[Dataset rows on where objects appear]
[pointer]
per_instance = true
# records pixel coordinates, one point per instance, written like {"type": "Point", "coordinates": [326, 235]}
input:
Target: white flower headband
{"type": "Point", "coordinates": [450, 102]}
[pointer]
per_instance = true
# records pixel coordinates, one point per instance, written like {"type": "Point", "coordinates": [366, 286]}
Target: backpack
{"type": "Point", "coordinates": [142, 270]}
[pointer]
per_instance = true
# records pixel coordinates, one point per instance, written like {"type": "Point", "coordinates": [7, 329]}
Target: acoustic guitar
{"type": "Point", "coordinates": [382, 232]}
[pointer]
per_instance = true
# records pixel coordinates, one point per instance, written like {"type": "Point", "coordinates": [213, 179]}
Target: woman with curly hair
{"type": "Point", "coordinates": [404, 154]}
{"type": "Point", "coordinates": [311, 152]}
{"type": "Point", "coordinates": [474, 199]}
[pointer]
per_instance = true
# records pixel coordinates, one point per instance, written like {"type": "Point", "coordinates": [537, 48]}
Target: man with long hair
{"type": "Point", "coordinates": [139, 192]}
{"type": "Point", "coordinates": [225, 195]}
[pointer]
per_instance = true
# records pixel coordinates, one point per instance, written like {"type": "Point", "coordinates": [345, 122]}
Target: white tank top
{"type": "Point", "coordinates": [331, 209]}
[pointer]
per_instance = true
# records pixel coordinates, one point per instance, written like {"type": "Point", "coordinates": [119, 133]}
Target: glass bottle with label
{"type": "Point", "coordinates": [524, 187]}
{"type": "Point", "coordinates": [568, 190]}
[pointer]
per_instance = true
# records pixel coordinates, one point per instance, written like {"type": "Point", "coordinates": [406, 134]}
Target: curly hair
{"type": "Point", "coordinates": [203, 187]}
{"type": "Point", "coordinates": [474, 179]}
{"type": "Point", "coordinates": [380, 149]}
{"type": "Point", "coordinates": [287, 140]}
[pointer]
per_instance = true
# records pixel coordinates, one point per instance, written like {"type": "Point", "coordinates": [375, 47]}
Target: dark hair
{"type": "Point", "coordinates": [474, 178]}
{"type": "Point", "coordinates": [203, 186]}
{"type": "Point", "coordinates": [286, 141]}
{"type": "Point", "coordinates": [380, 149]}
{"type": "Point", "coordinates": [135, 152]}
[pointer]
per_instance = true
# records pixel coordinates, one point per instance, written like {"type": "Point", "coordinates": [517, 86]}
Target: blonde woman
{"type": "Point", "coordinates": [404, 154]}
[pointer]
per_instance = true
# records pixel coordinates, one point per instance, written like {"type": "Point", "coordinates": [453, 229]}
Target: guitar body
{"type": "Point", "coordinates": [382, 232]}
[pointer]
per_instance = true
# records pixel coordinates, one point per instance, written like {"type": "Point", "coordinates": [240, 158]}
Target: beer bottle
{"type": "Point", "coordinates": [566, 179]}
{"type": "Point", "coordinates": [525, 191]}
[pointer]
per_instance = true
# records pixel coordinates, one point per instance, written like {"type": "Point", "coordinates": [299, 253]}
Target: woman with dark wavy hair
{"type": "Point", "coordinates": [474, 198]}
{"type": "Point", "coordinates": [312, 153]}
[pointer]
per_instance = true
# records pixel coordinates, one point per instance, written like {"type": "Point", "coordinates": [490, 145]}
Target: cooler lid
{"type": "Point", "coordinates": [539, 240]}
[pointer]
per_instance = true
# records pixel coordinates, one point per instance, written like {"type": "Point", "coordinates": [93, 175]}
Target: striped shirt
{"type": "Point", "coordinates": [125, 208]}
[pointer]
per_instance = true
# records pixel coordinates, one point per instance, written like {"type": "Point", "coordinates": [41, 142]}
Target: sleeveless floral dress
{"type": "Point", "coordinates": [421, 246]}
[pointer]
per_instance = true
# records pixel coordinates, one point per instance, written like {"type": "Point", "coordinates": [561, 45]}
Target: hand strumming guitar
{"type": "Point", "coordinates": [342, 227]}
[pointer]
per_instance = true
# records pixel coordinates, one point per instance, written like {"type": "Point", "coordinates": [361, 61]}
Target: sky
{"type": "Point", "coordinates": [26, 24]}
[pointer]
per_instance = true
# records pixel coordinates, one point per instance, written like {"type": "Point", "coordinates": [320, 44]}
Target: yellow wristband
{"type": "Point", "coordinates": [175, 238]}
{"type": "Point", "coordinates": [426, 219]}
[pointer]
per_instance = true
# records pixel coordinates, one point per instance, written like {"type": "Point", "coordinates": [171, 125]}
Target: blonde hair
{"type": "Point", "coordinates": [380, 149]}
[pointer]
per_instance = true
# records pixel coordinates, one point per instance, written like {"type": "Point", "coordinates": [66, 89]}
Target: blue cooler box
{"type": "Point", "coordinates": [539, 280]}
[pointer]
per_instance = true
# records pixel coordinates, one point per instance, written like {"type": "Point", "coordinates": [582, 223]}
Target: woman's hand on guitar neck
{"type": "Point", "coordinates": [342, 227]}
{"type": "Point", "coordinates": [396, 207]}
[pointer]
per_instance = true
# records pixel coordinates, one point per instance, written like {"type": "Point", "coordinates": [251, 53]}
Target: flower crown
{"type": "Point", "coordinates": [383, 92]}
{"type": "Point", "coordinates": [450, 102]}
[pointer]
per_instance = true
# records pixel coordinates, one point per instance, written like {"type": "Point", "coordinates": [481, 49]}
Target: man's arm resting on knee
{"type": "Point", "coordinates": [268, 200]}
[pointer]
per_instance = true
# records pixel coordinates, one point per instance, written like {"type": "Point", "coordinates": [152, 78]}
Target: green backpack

**WRITTEN REQUEST:** Give back the whole listing, word for word.

**COMPLETE RESPONSE:**
[pointer]
per_instance = true
# records pixel coordinates, one point per instance, written like {"type": "Point", "coordinates": [326, 235]}
input:
Target: white flower headband
{"type": "Point", "coordinates": [450, 102]}
[pointer]
per_instance = true
# records pixel coordinates, one point per instance, written like {"type": "Point", "coordinates": [366, 286]}
Target: backpack
{"type": "Point", "coordinates": [142, 270]}
[pointer]
per_instance = true
# records pixel coordinates, one point per instance, written like {"type": "Point", "coordinates": [7, 329]}
Target: acoustic guitar
{"type": "Point", "coordinates": [382, 232]}
[pointer]
per_instance = true
# records pixel coordinates, one point per instance, written like {"type": "Point", "coordinates": [213, 179]}
Target: woman with curly hair
{"type": "Point", "coordinates": [404, 154]}
{"type": "Point", "coordinates": [311, 152]}
{"type": "Point", "coordinates": [474, 199]}
[pointer]
per_instance = true
# records pixel coordinates, one point per instance, written like {"type": "Point", "coordinates": [537, 48]}
Target: man with long hair
{"type": "Point", "coordinates": [139, 192]}
{"type": "Point", "coordinates": [225, 195]}
[pointer]
per_instance = true
# records pixel coordinates, one point per instance, written like {"type": "Point", "coordinates": [345, 122]}
Target: white tank top
{"type": "Point", "coordinates": [331, 209]}
[pointer]
per_instance = true
# records pixel coordinates, one point per instance, written like {"type": "Point", "coordinates": [119, 133]}
Target: glass bottle with label
{"type": "Point", "coordinates": [524, 187]}
{"type": "Point", "coordinates": [568, 190]}
[pointer]
per_instance = true
# records pixel coordinates, one point per instance, written like {"type": "Point", "coordinates": [406, 134]}
Target: curly hair
{"type": "Point", "coordinates": [203, 187]}
{"type": "Point", "coordinates": [474, 179]}
{"type": "Point", "coordinates": [380, 149]}
{"type": "Point", "coordinates": [287, 140]}
[pointer]
per_instance = true
# records pixel coordinates, one point per instance, written like {"type": "Point", "coordinates": [375, 47]}
Target: dark hair
{"type": "Point", "coordinates": [474, 178]}
{"type": "Point", "coordinates": [203, 186]}
{"type": "Point", "coordinates": [286, 141]}
{"type": "Point", "coordinates": [380, 149]}
{"type": "Point", "coordinates": [135, 152]}
[pointer]
per_instance = true
# records pixel coordinates, one point per instance, written like {"type": "Point", "coordinates": [517, 86]}
Target: blonde woman
{"type": "Point", "coordinates": [404, 154]}
[pointer]
per_instance = true
# records pixel coordinates, one point per instance, written like {"type": "Point", "coordinates": [453, 229]}
Target: guitar body
{"type": "Point", "coordinates": [382, 232]}
[pointer]
per_instance = true
# records pixel coordinates, one point per instance, written like {"type": "Point", "coordinates": [240, 158]}
Target: beer bottle
{"type": "Point", "coordinates": [566, 179]}
{"type": "Point", "coordinates": [525, 191]}
[pointer]
per_instance = true
# records pixel coordinates, one point per instance, written like {"type": "Point", "coordinates": [299, 253]}
Target: woman with dark wavy hair
{"type": "Point", "coordinates": [474, 198]}
{"type": "Point", "coordinates": [312, 153]}
[pointer]
per_instance = true
# records pixel coordinates, one point per instance, written like {"type": "Point", "coordinates": [490, 145]}
Target: cooler lid
{"type": "Point", "coordinates": [539, 240]}
[pointer]
per_instance = true
# records pixel coordinates, one point per instance, written like {"type": "Point", "coordinates": [93, 175]}
Target: striped shirt
{"type": "Point", "coordinates": [125, 208]}
[pointer]
per_instance = true
# records pixel coordinates, one point per instance, written like {"type": "Point", "coordinates": [41, 142]}
Target: sleeveless floral dress
{"type": "Point", "coordinates": [421, 246]}
[pointer]
per_instance = true
# records pixel coordinates, one point per instance, written like {"type": "Point", "coordinates": [561, 45]}
Target: hand strumming guitar
{"type": "Point", "coordinates": [342, 227]}
[pointer]
per_instance = true
# records pixel coordinates, one point per instance, written like {"type": "Point", "coordinates": [361, 61]}
Target: sky
{"type": "Point", "coordinates": [26, 24]}
[pointer]
per_instance = true
# records pixel coordinates, one point per instance, written like {"type": "Point", "coordinates": [320, 44]}
Target: yellow wristband
{"type": "Point", "coordinates": [175, 238]}
{"type": "Point", "coordinates": [426, 219]}
[pointer]
per_instance = true
# records pixel coordinates, one point per instance, written like {"type": "Point", "coordinates": [171, 125]}
Target: blonde hair
{"type": "Point", "coordinates": [380, 149]}
[pointer]
per_instance = true
# records pixel coordinates, one point per instance, written like {"type": "Point", "coordinates": [66, 89]}
Target: blue cooler box
{"type": "Point", "coordinates": [539, 280]}
[pointer]
per_instance = true
# records pixel coordinates, one point per instance, written like {"type": "Point", "coordinates": [582, 223]}
Target: woman's hand on guitar neck
{"type": "Point", "coordinates": [342, 227]}
{"type": "Point", "coordinates": [396, 207]}
[pointer]
per_instance = true
# records pixel coordinates, one point per instance, written like {"type": "Point", "coordinates": [251, 53]}
Target: flower crown
{"type": "Point", "coordinates": [383, 92]}
{"type": "Point", "coordinates": [450, 102]}
[pointer]
per_instance = true
# records pixel coordinates, one point per instance, written like {"type": "Point", "coordinates": [481, 49]}
Target: man's arm resting on knee
{"type": "Point", "coordinates": [268, 200]}
[pointer]
per_instance = true
# records pixel coordinates, one point per instance, written like {"type": "Point", "coordinates": [152, 78]}
Target: green backpack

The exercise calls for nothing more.